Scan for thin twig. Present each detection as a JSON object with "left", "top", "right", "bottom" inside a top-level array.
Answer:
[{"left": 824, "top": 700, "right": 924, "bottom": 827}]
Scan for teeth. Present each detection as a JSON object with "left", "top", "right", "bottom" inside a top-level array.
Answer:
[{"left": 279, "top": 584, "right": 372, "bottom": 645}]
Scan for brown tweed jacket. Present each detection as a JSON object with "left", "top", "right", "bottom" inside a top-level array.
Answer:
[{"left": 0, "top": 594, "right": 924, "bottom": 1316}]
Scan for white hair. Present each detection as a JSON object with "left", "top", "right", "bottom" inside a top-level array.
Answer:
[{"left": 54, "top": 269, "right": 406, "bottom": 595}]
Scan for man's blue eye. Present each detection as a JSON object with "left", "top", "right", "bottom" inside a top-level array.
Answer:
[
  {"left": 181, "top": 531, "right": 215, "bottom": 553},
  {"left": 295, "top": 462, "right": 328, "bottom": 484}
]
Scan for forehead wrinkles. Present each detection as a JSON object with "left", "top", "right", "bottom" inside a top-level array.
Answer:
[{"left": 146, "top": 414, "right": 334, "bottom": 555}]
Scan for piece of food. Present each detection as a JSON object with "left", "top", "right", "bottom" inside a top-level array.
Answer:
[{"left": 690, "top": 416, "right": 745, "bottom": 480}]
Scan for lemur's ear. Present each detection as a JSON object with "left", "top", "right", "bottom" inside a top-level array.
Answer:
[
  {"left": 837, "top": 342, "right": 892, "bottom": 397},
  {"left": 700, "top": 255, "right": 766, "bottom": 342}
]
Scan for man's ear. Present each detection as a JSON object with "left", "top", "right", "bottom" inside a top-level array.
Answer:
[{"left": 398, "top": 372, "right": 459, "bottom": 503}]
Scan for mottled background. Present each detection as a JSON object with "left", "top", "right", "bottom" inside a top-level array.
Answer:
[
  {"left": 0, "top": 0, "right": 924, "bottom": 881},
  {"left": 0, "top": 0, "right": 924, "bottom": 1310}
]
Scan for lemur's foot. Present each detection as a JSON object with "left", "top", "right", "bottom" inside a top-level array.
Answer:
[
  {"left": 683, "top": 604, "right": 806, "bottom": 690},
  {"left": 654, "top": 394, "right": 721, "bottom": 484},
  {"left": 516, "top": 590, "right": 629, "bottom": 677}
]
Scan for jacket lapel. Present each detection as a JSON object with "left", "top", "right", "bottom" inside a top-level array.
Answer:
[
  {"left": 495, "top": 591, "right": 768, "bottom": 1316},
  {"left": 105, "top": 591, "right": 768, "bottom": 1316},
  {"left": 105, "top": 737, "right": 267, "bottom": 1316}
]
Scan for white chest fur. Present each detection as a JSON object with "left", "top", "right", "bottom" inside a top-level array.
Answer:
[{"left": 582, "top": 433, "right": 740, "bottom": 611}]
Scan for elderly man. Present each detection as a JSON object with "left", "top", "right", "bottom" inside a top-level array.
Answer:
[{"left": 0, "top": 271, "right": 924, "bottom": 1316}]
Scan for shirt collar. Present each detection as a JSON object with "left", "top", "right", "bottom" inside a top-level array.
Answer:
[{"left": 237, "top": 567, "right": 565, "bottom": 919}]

Exercise details:
Copy all of the lines above again word for word.

Worked solution:
Scan for thin twig. Present each detection as a JSON object with "left", "top", "right", "bottom" inside a top-level array.
Answer:
[{"left": 824, "top": 700, "right": 924, "bottom": 827}]
Scan for teeth. Present each detection as a JSON object with "left", "top", "right", "bottom" inside a top-level array.
Answer:
[{"left": 279, "top": 584, "right": 372, "bottom": 645}]
Scan for brown tweed jacket. Present each detection as a JSON object with "left", "top", "right", "bottom" inside a top-level array.
Answer:
[{"left": 0, "top": 594, "right": 924, "bottom": 1316}]
Scan for white hair. Present each detection as a JSON object with "left", "top", "right", "bottom" inside a top-level array.
Answer:
[{"left": 54, "top": 269, "right": 406, "bottom": 595}]
Scan for man's blue eye. Present each detection as a JSON object with "left", "top", "right", "bottom" inside a top-level array.
Answer:
[
  {"left": 181, "top": 531, "right": 215, "bottom": 553},
  {"left": 295, "top": 462, "right": 328, "bottom": 484}
]
Scan for forehead wrinkles. Present each detection as a JSON object with "left", "top", "right", "bottom" inside a top-level array.
Answer:
[{"left": 146, "top": 414, "right": 334, "bottom": 555}]
Scan for piece of food. Present each detection as a JSON object with "left", "top", "right", "bottom" inside a top-level array.
Answer:
[{"left": 690, "top": 416, "right": 745, "bottom": 480}]
Scan for lemur's ear. Present each detection as a JSON object with "left", "top", "right", "bottom" inside a top-level array.
Answer:
[
  {"left": 837, "top": 342, "right": 892, "bottom": 397},
  {"left": 700, "top": 255, "right": 766, "bottom": 342}
]
Scan for man's ear. Present each detection as a JSON object with "left", "top", "right", "bottom" inside a top-level array.
Answer:
[{"left": 398, "top": 372, "right": 459, "bottom": 503}]
Scan for mottled background. Present each detection as a JSON object with "left", "top", "right", "bottom" inside a top-level array.
Answer:
[
  {"left": 0, "top": 0, "right": 924, "bottom": 881},
  {"left": 0, "top": 0, "right": 924, "bottom": 1310}
]
Scan for lemur's foot. Present each detection as a JSON object with "left", "top", "right", "bottom" inside a top-level array.
Answer:
[
  {"left": 683, "top": 604, "right": 806, "bottom": 690},
  {"left": 654, "top": 394, "right": 721, "bottom": 484},
  {"left": 516, "top": 590, "right": 629, "bottom": 677}
]
Scan for jacket lapel. Present each detection as a JSON object with "left", "top", "right", "bottom" inside a top-level array.
Answer:
[
  {"left": 495, "top": 591, "right": 768, "bottom": 1316},
  {"left": 105, "top": 591, "right": 768, "bottom": 1316},
  {"left": 105, "top": 737, "right": 267, "bottom": 1316}
]
Scan for white chest fur. Present each detection as a JSON object with "left", "top", "right", "bottom" inside a top-level array.
Answer:
[{"left": 582, "top": 433, "right": 740, "bottom": 611}]
Scan for elderly man. Present each detection as a JSON object with "left", "top", "right", "bottom" inside a top-level array.
Answer:
[{"left": 0, "top": 271, "right": 924, "bottom": 1316}]
Scan for shirt collar. Present each detection as a JSON object with "left", "top", "right", "bottom" inside a top-level array.
Answer:
[{"left": 237, "top": 567, "right": 565, "bottom": 919}]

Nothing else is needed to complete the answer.